(Entries from a dataset)
======
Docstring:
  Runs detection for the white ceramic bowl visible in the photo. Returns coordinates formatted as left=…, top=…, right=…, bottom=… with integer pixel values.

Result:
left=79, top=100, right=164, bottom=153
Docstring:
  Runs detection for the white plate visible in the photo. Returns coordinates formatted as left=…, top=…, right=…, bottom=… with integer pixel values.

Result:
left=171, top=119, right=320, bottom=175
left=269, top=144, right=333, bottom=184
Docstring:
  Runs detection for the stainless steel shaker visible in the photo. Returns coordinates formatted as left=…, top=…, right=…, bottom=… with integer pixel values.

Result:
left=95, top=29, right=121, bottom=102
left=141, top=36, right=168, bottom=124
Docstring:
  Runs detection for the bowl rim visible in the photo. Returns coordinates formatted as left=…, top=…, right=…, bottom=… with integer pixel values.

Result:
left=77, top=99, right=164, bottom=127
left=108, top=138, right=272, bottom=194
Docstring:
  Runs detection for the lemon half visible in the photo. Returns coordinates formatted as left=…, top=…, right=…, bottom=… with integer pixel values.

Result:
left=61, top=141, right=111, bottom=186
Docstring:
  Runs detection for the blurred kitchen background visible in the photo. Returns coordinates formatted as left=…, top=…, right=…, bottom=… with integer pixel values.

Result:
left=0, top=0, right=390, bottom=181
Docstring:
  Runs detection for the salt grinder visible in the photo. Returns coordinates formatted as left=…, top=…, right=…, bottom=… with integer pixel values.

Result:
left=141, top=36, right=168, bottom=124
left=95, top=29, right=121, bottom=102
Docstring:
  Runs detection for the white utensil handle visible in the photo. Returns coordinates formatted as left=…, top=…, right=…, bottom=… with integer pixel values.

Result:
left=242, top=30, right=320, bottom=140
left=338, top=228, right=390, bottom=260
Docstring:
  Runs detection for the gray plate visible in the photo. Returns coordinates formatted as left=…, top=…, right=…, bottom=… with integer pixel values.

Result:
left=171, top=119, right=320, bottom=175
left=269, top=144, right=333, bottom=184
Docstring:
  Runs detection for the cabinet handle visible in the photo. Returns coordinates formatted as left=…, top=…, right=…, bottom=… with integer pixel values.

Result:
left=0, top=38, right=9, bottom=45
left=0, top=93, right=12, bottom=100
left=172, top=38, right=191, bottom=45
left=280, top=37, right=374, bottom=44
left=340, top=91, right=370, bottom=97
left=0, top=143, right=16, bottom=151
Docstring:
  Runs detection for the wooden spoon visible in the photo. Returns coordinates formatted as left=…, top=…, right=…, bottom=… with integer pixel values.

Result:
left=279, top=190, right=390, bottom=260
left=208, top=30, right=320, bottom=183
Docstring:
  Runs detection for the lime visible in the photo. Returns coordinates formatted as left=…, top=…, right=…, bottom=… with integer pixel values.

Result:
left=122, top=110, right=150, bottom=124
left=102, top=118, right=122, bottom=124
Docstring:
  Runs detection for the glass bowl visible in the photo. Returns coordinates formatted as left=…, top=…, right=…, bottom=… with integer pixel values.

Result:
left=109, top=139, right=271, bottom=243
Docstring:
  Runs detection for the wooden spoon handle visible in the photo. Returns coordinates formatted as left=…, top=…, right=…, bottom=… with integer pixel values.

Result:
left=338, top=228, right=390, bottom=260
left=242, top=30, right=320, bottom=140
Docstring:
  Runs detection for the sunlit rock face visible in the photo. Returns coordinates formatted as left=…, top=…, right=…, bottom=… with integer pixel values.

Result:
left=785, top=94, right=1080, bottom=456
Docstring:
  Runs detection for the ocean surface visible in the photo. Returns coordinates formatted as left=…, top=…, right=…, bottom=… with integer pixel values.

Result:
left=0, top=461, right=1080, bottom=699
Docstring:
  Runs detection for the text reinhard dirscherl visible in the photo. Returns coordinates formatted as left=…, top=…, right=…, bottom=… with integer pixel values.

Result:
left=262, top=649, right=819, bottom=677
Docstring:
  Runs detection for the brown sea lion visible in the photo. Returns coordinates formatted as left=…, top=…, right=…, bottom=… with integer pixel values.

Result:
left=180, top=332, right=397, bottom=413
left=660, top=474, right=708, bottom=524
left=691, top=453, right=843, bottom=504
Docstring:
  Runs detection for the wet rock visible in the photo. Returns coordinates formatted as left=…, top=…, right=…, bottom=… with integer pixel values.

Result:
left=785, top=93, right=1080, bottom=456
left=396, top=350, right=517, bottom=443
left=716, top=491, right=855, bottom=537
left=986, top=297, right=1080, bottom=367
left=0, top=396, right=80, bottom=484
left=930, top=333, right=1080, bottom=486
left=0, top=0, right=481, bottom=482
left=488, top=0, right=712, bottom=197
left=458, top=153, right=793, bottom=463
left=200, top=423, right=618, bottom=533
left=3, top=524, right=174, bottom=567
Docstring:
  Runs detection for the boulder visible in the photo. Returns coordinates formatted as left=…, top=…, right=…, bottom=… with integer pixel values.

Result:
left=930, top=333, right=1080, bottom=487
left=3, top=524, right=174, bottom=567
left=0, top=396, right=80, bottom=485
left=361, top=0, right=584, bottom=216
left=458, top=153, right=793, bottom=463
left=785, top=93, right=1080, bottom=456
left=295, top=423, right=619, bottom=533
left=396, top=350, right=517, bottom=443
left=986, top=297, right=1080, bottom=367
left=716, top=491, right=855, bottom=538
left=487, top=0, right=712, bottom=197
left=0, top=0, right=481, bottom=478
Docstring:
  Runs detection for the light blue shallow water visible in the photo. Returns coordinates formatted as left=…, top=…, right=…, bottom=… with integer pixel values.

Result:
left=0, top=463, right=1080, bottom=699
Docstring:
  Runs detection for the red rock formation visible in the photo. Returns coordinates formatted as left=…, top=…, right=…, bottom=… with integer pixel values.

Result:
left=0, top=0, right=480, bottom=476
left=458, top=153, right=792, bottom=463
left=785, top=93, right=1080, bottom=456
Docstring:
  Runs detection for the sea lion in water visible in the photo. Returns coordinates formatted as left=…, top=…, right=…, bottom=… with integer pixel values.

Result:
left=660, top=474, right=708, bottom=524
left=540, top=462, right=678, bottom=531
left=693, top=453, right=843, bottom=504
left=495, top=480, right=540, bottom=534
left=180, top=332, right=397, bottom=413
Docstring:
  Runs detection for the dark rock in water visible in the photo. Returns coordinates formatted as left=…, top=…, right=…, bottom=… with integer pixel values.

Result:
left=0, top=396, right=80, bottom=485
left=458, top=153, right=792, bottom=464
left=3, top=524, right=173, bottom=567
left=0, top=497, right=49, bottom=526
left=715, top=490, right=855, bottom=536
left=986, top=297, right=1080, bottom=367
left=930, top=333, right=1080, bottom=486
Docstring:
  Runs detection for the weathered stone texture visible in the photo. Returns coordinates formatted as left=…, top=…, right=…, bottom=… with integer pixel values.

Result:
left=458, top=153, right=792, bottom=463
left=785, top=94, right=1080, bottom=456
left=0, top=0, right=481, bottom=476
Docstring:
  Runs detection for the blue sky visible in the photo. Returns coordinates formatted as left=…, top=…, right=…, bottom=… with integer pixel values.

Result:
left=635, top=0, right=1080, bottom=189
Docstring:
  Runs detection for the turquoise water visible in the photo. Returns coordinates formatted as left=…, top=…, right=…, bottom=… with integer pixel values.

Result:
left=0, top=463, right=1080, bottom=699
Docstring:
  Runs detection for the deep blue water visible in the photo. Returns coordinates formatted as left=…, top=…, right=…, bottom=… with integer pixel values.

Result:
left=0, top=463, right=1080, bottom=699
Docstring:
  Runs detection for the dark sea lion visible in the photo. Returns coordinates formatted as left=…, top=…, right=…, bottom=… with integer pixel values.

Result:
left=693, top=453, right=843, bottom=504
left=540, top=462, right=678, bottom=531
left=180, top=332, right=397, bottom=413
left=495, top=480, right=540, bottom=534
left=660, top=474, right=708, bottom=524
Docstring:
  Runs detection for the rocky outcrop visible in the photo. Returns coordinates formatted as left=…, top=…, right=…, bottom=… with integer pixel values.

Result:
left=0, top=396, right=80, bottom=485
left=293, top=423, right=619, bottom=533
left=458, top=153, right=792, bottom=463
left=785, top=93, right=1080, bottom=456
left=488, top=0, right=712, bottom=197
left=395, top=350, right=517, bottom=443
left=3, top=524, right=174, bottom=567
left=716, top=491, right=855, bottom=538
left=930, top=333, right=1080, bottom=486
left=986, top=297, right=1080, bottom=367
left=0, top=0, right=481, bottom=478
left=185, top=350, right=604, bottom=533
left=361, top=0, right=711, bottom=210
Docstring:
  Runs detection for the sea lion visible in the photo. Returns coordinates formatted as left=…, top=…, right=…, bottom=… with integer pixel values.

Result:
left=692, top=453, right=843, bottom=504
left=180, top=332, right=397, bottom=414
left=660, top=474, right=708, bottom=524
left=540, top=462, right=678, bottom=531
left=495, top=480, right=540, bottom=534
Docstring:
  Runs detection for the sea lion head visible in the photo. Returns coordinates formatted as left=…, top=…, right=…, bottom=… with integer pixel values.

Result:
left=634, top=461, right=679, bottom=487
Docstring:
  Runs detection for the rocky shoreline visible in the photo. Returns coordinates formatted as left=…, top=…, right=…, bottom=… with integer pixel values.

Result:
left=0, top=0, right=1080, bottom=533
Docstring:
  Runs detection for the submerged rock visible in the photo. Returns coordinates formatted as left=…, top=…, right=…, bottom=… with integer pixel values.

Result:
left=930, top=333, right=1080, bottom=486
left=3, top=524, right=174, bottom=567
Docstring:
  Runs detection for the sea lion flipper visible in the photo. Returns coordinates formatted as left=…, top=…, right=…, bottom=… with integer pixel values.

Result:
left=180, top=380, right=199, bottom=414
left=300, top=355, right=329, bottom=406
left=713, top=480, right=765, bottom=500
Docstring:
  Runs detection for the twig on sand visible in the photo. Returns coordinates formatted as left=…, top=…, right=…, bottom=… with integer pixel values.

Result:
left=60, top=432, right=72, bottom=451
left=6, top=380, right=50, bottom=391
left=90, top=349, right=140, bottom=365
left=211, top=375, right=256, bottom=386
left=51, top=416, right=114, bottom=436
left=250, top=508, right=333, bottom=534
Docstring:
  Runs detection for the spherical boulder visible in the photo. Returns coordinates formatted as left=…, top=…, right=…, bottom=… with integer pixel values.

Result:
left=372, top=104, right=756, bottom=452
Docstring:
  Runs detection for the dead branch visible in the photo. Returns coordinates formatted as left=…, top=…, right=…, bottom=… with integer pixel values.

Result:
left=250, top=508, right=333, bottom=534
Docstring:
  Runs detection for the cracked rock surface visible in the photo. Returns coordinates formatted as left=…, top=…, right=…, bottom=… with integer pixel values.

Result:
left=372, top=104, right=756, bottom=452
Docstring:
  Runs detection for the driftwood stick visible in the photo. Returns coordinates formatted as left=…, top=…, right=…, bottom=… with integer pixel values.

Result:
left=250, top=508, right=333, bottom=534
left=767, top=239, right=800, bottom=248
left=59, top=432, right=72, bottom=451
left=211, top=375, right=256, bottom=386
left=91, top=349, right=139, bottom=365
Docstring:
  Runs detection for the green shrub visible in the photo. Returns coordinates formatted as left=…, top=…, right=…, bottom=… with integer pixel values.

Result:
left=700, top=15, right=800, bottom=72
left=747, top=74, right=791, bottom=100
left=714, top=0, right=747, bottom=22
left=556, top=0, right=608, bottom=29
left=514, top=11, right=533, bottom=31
======
### Instructions to follow:
Starting from the top of the listing and stopping after the line that contains "left=0, top=0, right=390, bottom=181", rewrite those lines with "lemon half" changed to "lemon wedge" and everything else left the same.

### Result below:
Docstring:
  Runs detection for the white ceramic bowl visible in the photo. Returns coordinates formatted as left=…, top=…, right=…, bottom=… with integer pixel values.

Result:
left=79, top=100, right=164, bottom=153
Docstring:
  Runs detection for the white plate visible in the photo. Returns coordinates formatted as left=…, top=…, right=…, bottom=… with integer pixel values.

Result:
left=171, top=119, right=320, bottom=175
left=269, top=144, right=333, bottom=184
Docstring:
  Runs detection for the stainless steel shaker visible in the photo. Returns coordinates formatted as left=…, top=…, right=…, bottom=… with integer pixel values.

Result:
left=95, top=29, right=121, bottom=102
left=141, top=36, right=168, bottom=124
Docstring:
  Runs detection for the bowl rim visible in the photo. Returns coordinates formatted as left=…, top=…, right=…, bottom=… with integer pixel values.

Result:
left=77, top=99, right=164, bottom=127
left=108, top=138, right=272, bottom=194
Docstring:
  Runs detection for the lemon wedge visible in the photo. Returns coordinates formatted as left=…, top=…, right=…, bottom=… with integer pixel values.

Result:
left=61, top=141, right=111, bottom=186
Docstring:
  Runs detection for the blurred kitchen background visible in the photo. Returns coordinates formatted as left=…, top=…, right=…, bottom=… with integer pixel values.

Result:
left=0, top=0, right=390, bottom=181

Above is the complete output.